Write out word for word each line of the records, beginning at the first and stopping after the line with "Mark the white door frame in this photo.". Leave the pictures out.

········

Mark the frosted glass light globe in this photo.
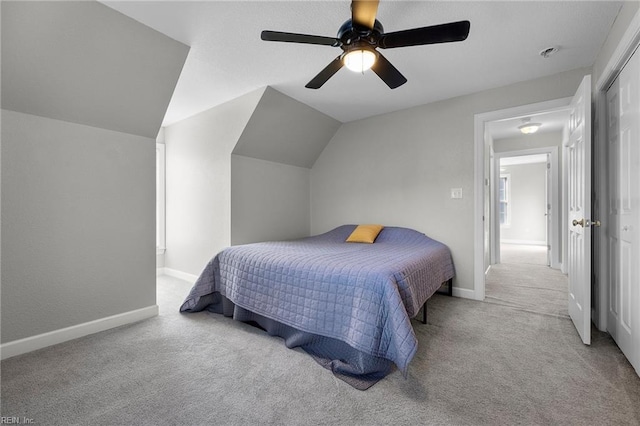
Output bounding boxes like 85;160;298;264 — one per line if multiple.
343;49;377;73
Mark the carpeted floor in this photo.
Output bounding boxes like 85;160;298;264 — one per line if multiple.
2;269;639;425
500;243;548;266
488;244;566;318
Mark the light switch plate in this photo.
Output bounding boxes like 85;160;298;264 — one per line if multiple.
451;188;463;199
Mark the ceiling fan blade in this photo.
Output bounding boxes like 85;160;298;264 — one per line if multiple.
351;0;379;30
305;55;344;89
371;52;407;89
378;21;470;49
261;30;339;47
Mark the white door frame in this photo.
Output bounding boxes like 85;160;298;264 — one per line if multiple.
493;147;560;269
474;98;571;301
593;9;640;331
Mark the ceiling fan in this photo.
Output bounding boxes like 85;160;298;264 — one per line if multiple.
261;0;470;89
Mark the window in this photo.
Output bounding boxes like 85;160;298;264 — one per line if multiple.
499;174;510;226
156;143;166;253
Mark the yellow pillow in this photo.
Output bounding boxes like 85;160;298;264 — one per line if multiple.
346;224;384;244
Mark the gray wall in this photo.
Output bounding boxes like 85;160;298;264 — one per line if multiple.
0;2;187;344
500;162;547;244
311;67;590;291
164;89;264;276
231;155;310;245
165;86;338;276
1;110;156;343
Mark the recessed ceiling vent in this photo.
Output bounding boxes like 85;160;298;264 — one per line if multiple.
539;46;559;58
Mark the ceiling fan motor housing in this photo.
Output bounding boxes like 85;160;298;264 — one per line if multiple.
338;19;384;51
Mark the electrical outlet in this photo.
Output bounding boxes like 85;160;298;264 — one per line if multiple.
451;188;463;199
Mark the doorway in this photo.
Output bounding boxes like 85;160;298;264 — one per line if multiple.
473;98;573;301
486;110;567;273
475;75;594;345
484;116;568;316
494;149;559;269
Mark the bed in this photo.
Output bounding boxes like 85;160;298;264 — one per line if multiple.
180;225;455;389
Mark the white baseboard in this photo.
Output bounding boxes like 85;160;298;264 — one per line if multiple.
0;305;158;360
161;267;199;283
453;287;478;300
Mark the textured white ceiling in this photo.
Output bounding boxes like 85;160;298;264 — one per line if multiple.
103;1;622;126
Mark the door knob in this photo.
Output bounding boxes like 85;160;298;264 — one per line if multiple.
572;219;585;227
591;220;601;227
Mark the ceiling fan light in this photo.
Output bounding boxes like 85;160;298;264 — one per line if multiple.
518;123;541;134
343;49;377;73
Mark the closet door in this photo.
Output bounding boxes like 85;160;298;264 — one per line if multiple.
608;48;640;374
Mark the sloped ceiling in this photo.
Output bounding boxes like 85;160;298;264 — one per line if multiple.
1;1;189;138
233;87;341;168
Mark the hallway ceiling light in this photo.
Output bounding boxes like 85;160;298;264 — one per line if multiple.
518;118;541;134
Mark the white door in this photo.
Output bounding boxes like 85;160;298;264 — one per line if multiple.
607;49;640;374
567;75;592;345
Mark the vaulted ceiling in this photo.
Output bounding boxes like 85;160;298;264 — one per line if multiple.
3;1;188;138
103;1;623;126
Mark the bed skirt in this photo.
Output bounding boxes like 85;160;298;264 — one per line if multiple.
188;293;394;390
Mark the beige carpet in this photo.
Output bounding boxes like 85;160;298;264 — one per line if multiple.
487;243;567;317
500;243;548;266
485;263;569;317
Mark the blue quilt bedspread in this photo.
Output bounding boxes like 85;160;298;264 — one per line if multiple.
180;225;455;373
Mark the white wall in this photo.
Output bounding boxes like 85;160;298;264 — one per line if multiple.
311;67;590;292
164;89;264;276
231;155;310;245
500;162;547;244
1;110;156;343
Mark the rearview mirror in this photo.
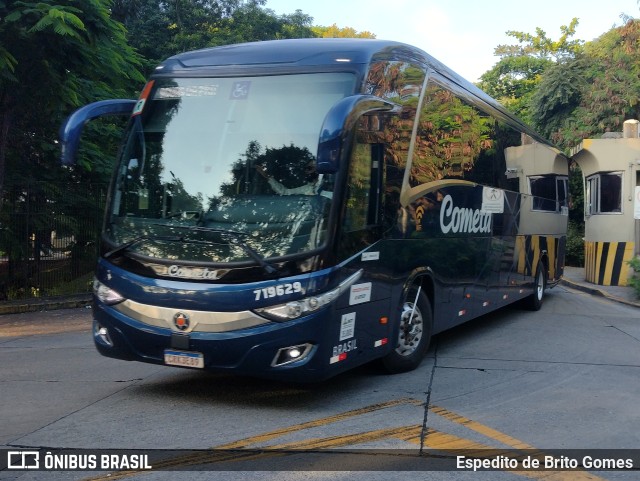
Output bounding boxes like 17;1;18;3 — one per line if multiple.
59;99;137;165
316;95;399;173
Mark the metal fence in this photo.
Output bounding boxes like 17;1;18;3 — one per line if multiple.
0;182;108;302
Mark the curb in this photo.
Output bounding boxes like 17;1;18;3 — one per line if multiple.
0;295;91;316
560;278;640;309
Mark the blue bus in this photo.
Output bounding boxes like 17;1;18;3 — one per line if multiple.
60;39;568;381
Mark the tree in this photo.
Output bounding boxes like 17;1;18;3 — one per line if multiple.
312;24;376;38
215;4;316;45
529;55;589;143
112;1;317;71
478;19;583;123
522;19;640;268
530;19;640;149
570;19;640;140
0;0;144;191
0;0;144;297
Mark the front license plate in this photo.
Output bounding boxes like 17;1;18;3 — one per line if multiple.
164;349;204;369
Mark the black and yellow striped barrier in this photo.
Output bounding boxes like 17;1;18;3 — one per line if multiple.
515;234;564;282
584;241;635;286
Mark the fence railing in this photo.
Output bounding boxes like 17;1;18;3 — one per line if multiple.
1;182;108;302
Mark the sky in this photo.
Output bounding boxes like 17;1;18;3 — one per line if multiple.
264;0;639;82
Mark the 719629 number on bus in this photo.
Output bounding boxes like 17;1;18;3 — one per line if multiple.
253;282;302;300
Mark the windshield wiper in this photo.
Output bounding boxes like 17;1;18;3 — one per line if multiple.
104;234;183;259
154;225;278;275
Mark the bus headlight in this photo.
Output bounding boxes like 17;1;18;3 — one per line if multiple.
255;294;332;321
93;279;126;305
254;269;362;321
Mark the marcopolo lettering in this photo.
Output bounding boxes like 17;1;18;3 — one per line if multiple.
440;194;492;234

········

Exercise result:
Mark the frosted glass light globe in this photo.
Output bounding boxes like 85;160;298;264 — one per line if multiple.
343;49;377;73
Mark the carpeted floor in this photo.
Output bounding boxes like 85;160;298;264 — one per line if multiple.
2;269;639;425
500;243;548;266
488;244;566;318
Mark the light switch plate in this photo.
Output bounding boxes like 85;160;298;264 — one per line if multiple.
451;188;463;199
Mark the ceiling fan blade in this photo.
Output bounding boxes like 85;160;298;264 — one per line if multiple.
351;0;379;30
305;55;344;89
371;52;407;89
378;21;470;49
261;30;339;47
Mark the white door frame in this photo.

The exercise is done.